==== Selected text

Bob Cratchit’s EBITDA

(I recently applied for a ghostwriting job and one of the application’s requirements was to write 500 words on an acronym, EBITDA. I’d never seen it before but looked it up and then wrote the following below.)

Everyone knows the happy, inspiring conclusion to Charles Dickens’ A Christmas Carol: Scrooge is utterly transformed, Tiny Tim lives, Bob Cratchit gets a hefty raise and permission to add more coal to the stove and heat up the frigid office of Scrooge’s accounting business. Yes, it all turned out very well indeed, the best story ever with honest accountants and money managers at its narrative core. Certainly not what you got with Enron, Lehman Brothers, FTX, Covid relief fund auditors or President Trump’s recently released tax returns.

But what happened at the office of Scrooge and Marley after the happy ending? Cratchit still had to compute sums and subtractions with a quill pen and keep everything scrupulously accurate in thick ledgers by the dim light of a whale oil lamp.

Dickens wrote up this untitled story but never published it for reasons not entirely clear to scholars. Perhaps it was because no story about how a principled Victorian-era accountant who invented the process (and acronym) to calculate “earnings before interest, taxes, depreciation and amortization (EBITDA), not even one with ghosts and plum pudding, could possibly entertain any reader.

Really, though it was a great story with a classic Dickens hard luck character, a prostitute named Gerty Shankelskin, that Scrooge got off the streets and into the home for wayward women he founded. There was also a stray mutt and a big fire that nearly burned down St. Paul’s Cathedral. And always the ledgers, stacks and stacks of ledgers that were more accurate and accessible than software and blockchains in the cloud.

========

_Directions for this task_
The Bob Cratchit piece spells out what the letters in EBITDA stand for. List the four things that earnings are counted before. The material that follows isn't needed for anything here.

==== Study material

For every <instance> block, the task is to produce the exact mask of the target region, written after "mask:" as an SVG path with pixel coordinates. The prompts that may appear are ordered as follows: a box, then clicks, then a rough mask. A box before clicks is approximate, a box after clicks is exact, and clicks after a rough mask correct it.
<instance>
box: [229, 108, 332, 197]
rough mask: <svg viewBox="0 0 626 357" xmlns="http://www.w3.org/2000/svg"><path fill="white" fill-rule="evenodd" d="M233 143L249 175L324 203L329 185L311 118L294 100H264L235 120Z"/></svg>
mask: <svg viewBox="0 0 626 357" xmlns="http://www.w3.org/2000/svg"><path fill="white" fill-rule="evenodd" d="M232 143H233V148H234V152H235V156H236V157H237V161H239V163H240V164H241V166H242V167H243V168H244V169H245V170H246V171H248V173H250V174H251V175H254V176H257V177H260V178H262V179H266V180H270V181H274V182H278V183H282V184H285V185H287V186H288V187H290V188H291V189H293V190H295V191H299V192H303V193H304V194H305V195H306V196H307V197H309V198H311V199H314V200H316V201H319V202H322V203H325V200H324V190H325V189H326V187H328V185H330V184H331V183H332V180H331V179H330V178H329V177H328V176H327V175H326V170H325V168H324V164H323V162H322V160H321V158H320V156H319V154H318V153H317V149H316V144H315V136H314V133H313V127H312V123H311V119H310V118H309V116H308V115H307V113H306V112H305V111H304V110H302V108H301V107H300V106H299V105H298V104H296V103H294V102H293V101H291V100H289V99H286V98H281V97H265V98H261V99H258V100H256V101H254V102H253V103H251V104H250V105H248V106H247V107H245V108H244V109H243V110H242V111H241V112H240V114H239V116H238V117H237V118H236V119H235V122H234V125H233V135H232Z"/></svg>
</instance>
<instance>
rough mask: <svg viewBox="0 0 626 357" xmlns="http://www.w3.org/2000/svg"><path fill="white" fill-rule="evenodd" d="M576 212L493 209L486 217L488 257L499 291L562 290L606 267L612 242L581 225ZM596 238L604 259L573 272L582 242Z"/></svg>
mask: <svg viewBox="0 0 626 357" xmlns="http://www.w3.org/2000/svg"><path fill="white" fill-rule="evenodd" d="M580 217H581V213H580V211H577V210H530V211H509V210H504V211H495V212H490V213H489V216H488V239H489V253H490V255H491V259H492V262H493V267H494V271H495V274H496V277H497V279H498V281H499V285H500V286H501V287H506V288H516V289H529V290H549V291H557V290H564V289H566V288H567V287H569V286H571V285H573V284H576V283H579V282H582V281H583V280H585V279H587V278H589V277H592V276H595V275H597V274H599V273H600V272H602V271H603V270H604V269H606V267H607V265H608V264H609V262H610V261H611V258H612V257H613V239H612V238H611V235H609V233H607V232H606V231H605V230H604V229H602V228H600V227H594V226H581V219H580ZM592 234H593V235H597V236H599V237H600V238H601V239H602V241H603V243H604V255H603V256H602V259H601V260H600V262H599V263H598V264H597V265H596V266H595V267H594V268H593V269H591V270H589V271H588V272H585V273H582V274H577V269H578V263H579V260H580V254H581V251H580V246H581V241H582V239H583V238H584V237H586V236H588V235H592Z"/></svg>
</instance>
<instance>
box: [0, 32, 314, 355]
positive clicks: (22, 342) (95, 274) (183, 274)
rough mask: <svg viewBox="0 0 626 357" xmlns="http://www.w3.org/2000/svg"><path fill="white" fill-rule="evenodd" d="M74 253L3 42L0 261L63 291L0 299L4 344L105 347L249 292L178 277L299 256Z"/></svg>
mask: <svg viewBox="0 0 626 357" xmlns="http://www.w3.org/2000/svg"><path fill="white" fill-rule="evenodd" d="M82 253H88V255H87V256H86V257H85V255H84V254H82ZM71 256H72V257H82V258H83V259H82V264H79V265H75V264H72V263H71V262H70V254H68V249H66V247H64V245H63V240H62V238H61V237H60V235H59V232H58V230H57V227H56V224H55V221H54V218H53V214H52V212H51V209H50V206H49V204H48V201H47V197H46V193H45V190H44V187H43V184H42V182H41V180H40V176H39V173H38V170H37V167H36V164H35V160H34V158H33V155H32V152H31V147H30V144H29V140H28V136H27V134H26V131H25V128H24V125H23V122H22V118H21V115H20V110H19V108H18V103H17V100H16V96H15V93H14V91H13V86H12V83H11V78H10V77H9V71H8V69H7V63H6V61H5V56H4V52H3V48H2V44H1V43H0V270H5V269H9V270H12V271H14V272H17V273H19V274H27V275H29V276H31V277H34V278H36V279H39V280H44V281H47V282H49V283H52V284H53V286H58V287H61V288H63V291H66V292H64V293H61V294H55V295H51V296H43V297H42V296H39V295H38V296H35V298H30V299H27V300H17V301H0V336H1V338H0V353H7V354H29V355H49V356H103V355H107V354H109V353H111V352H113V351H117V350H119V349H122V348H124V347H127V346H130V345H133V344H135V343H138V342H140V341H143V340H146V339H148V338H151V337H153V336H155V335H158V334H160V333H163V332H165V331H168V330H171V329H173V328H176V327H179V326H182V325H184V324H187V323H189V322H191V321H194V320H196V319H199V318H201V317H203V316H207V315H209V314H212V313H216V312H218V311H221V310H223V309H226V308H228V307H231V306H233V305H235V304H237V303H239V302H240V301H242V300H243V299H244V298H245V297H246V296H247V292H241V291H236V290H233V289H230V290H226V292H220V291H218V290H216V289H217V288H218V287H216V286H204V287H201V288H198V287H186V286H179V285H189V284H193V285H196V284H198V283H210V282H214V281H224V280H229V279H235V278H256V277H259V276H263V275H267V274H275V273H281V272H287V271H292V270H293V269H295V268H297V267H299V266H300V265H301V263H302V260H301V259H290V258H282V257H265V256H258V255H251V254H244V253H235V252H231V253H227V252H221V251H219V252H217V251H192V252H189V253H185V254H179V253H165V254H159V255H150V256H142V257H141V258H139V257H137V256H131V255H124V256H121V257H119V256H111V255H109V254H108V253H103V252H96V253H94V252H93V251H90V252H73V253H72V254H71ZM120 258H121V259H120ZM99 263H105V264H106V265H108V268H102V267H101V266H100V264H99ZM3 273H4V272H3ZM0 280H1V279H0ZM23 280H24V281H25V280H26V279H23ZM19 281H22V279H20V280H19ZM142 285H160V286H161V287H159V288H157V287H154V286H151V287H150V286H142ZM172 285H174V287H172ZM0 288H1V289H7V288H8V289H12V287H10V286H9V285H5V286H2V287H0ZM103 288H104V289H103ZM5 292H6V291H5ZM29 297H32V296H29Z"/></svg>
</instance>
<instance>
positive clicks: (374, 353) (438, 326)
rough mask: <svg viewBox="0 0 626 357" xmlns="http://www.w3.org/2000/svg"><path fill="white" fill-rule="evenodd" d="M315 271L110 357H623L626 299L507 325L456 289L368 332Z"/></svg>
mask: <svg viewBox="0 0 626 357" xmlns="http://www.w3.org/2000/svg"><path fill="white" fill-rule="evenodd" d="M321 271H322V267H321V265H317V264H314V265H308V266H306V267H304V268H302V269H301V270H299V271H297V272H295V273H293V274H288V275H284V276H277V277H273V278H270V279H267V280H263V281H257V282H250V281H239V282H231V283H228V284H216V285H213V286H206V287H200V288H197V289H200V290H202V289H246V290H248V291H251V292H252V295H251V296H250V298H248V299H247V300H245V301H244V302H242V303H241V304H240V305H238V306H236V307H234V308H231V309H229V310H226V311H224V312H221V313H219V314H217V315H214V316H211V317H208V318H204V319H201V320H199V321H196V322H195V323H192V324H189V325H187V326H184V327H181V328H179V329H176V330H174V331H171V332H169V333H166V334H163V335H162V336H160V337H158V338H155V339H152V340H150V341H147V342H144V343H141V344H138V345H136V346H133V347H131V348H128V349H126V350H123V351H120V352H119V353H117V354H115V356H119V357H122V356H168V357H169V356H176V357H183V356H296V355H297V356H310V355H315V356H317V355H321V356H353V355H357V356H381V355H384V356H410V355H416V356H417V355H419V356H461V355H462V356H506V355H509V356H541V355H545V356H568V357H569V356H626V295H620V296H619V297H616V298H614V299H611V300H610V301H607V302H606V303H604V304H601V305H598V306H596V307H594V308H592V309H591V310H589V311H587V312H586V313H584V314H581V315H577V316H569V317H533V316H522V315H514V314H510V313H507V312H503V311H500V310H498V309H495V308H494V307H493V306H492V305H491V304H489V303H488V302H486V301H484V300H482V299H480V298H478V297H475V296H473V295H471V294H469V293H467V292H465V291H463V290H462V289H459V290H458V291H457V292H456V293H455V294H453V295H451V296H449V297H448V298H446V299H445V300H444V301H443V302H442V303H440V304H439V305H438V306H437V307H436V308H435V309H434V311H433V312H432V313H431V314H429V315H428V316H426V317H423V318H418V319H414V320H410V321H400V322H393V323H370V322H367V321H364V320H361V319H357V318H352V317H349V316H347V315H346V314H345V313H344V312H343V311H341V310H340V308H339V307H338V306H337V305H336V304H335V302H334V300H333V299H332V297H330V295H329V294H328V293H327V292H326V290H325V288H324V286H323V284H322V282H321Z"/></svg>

========

_Output for this task_
Interest, taxes, depreciation, amortization